= Task brief =
Transcribe the lines of the records starting with the one that has "Where can you find the blue jeans?" in it and ending with the last, and transcribe nothing else.
· · ·
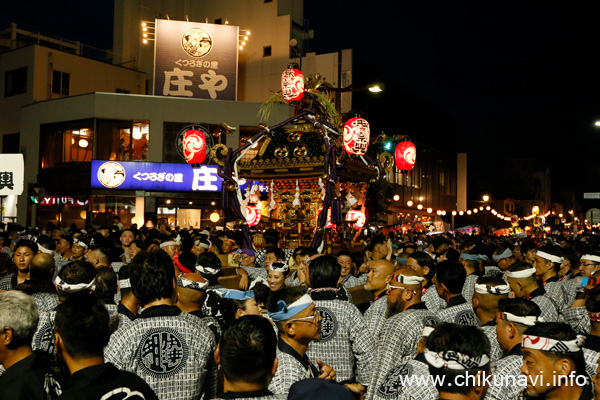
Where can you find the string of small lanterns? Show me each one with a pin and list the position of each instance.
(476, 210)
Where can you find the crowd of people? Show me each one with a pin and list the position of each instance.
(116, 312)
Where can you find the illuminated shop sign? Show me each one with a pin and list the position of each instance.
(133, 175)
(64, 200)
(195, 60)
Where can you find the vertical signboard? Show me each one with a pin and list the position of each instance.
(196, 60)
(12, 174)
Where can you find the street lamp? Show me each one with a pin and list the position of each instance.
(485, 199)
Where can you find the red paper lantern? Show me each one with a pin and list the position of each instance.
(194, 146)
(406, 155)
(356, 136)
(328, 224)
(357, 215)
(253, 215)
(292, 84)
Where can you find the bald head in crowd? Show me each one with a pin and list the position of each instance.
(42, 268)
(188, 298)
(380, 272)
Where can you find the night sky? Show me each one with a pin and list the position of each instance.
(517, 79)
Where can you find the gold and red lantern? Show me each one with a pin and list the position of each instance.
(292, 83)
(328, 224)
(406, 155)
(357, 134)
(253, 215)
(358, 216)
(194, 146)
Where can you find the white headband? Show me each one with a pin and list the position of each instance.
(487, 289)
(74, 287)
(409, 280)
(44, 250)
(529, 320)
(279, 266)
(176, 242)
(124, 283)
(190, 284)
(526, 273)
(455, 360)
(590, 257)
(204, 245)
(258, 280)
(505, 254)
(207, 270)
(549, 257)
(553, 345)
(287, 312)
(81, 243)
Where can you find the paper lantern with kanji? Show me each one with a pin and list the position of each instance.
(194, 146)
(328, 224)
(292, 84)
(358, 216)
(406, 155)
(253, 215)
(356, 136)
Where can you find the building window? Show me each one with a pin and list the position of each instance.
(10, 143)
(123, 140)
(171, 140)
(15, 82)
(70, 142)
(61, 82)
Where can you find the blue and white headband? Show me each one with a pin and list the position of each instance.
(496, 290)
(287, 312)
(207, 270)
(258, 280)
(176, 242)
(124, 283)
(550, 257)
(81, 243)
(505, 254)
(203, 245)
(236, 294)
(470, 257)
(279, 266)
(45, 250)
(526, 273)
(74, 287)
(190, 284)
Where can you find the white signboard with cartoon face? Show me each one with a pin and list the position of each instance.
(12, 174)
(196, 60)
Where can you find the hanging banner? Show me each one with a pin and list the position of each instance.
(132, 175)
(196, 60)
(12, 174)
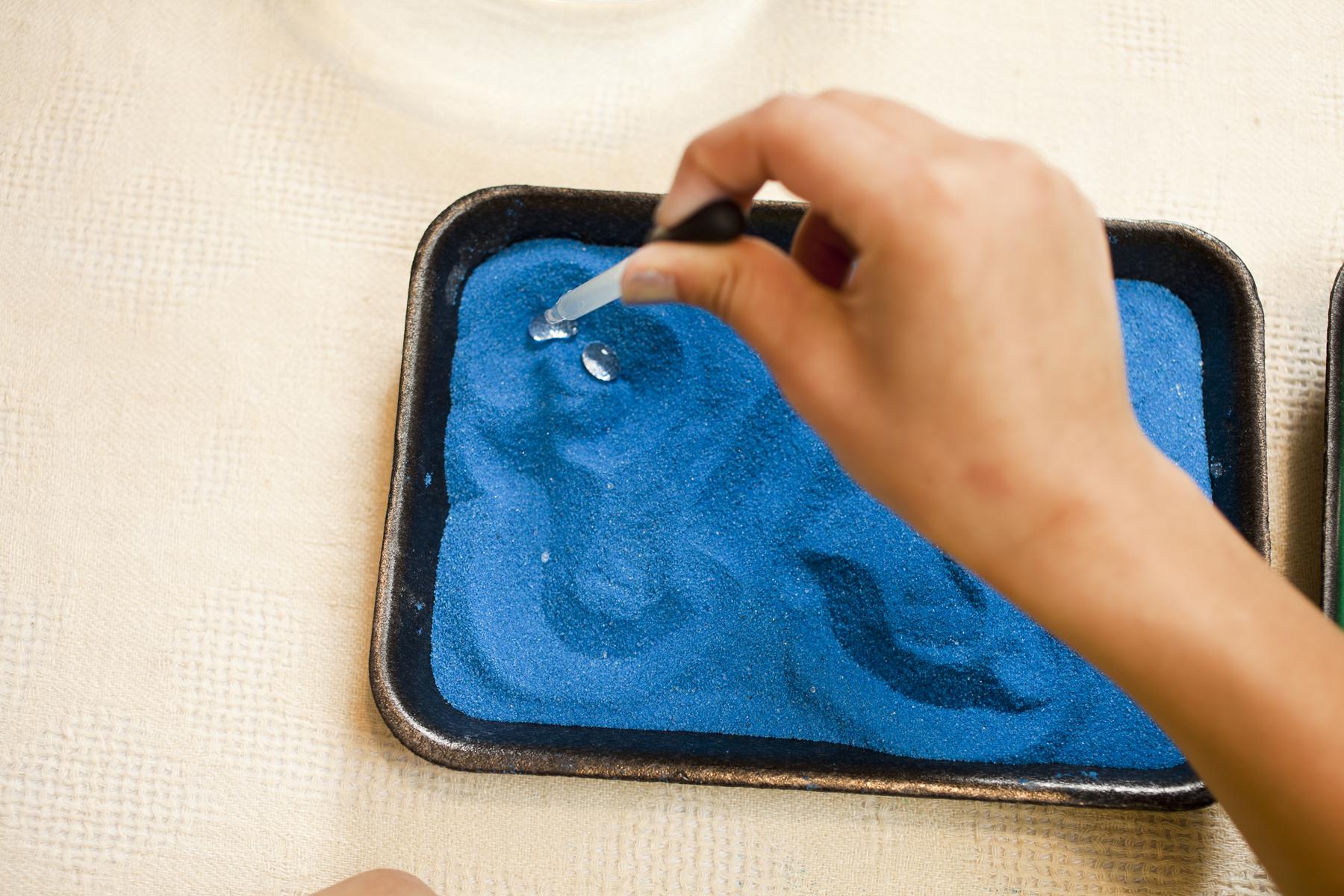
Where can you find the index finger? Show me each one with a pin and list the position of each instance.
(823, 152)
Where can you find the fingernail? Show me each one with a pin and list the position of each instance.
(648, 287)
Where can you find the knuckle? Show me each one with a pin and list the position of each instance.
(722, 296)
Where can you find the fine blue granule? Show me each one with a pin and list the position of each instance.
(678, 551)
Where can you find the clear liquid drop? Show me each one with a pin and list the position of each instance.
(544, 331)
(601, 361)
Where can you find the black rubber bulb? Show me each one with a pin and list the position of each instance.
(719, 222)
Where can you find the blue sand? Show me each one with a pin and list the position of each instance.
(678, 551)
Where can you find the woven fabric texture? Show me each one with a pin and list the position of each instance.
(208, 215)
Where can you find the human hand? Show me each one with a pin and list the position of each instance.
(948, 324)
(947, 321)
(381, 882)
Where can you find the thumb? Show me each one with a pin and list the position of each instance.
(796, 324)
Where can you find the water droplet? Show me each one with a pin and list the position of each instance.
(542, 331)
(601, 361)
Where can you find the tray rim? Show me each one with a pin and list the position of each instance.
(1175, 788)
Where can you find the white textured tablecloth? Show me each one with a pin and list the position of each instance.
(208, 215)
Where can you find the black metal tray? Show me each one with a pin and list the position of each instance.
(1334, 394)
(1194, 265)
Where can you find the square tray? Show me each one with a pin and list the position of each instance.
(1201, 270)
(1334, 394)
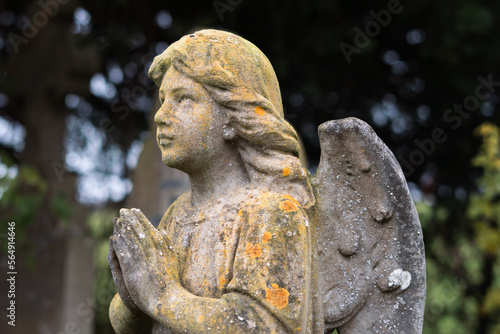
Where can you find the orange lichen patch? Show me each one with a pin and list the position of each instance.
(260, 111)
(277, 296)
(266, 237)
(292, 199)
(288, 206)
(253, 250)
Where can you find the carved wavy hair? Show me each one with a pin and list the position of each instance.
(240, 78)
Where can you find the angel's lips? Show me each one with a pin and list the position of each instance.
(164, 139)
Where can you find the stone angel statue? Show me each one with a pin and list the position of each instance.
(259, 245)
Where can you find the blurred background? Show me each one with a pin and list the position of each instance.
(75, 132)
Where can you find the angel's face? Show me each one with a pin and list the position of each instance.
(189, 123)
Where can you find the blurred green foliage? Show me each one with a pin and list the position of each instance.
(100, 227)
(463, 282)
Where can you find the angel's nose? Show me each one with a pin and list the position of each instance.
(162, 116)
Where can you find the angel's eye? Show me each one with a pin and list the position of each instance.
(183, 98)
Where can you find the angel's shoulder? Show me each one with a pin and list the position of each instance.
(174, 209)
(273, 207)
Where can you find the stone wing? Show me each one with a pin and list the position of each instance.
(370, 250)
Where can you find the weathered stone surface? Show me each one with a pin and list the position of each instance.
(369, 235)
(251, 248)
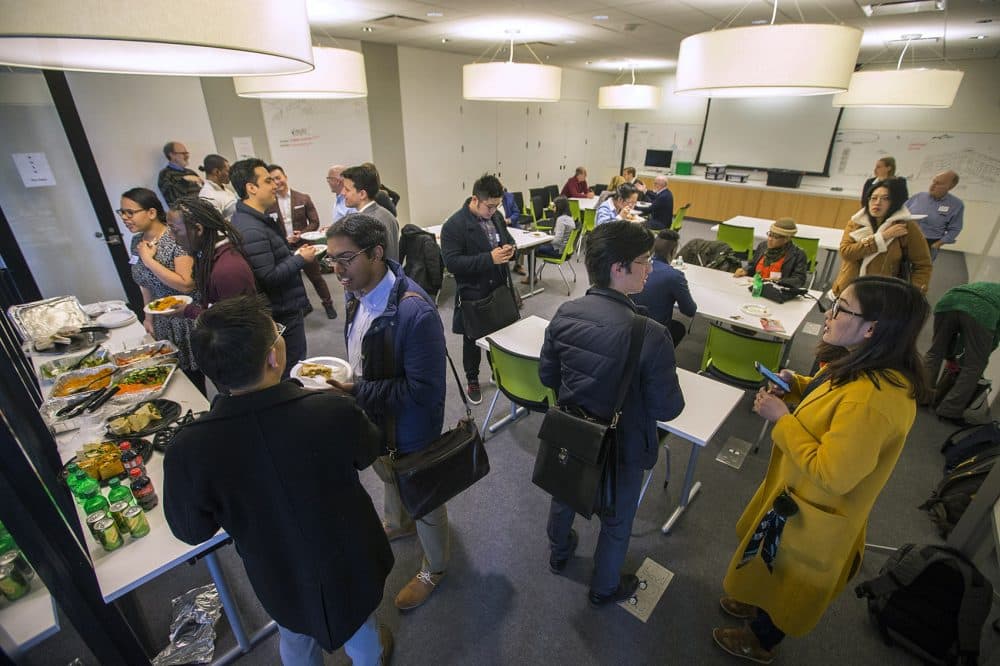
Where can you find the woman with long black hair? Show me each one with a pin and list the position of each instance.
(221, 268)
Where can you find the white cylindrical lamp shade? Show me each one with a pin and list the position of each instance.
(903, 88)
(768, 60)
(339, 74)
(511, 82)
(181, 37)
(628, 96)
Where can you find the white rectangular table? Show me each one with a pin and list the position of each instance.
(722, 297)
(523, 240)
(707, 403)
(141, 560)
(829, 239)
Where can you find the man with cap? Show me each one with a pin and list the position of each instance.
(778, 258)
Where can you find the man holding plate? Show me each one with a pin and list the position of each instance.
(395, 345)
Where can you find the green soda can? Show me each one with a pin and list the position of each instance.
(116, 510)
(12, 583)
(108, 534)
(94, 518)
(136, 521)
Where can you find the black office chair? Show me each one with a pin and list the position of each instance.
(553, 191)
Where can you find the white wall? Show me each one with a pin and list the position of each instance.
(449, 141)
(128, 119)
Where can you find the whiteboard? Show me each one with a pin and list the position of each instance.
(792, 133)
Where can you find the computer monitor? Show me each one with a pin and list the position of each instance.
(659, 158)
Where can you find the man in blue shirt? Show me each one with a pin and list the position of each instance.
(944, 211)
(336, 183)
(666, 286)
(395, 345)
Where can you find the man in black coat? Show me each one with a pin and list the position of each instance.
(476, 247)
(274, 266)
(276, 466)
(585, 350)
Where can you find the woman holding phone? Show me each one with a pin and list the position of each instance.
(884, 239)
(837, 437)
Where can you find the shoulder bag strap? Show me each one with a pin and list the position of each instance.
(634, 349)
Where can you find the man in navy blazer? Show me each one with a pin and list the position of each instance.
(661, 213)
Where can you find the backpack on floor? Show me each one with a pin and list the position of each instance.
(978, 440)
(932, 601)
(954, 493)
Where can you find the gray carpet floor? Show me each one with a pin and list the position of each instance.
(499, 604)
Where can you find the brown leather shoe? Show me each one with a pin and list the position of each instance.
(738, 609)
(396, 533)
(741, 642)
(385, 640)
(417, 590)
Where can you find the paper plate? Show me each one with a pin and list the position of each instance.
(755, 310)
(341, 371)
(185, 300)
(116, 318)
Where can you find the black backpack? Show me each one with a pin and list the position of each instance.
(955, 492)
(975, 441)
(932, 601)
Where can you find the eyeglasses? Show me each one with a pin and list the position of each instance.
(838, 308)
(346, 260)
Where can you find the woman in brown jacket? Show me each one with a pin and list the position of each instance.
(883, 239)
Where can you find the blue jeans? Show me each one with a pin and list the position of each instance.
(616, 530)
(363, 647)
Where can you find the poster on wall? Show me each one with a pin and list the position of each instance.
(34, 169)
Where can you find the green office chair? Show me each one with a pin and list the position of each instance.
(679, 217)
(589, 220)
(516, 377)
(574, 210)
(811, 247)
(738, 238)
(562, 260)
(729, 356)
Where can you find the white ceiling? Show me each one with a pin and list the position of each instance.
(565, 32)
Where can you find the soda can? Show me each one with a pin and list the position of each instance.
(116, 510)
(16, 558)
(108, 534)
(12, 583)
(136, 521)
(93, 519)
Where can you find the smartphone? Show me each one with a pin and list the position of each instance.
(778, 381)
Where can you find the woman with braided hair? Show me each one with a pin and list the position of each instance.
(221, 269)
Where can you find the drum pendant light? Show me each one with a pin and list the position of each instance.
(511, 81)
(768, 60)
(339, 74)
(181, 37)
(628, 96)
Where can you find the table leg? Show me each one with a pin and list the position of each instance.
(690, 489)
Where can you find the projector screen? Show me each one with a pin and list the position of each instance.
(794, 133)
· · ·
= Answer below =
Where can you find the blue jeans? Show me each one with a pin and list the position of each instance.
(616, 530)
(363, 647)
Where can you find the poster on wall? Show me each one with a pin and list the position of each instance.
(34, 169)
Where can you find the green office chair? Show me each one with a pin and list the position of each instance.
(679, 217)
(589, 220)
(516, 377)
(574, 210)
(811, 247)
(738, 238)
(562, 260)
(729, 356)
Where can you find the white ceiling? Show me each one with a pin and list the position of each instance.
(565, 32)
Where can you find the soda can? Show me each one with a pin and list the position of each instance.
(116, 510)
(16, 558)
(108, 534)
(12, 583)
(136, 521)
(93, 519)
Where can you find the smartphone? Show me each one with a pin and list the position of each instance.
(778, 381)
Where can you find the woman with braided hair? Show me each one with a pin and list the position of each instance.
(221, 269)
Where can you find the drum pendant light? Show me each one with a pin and list the position of each instance.
(511, 81)
(768, 60)
(339, 74)
(181, 37)
(628, 96)
Where can you find the table leg? Show me each one with a pin and list the position of each instance.
(690, 489)
Where can you find the projector screen? Show me each one with a pin and list the position of each instance.
(794, 133)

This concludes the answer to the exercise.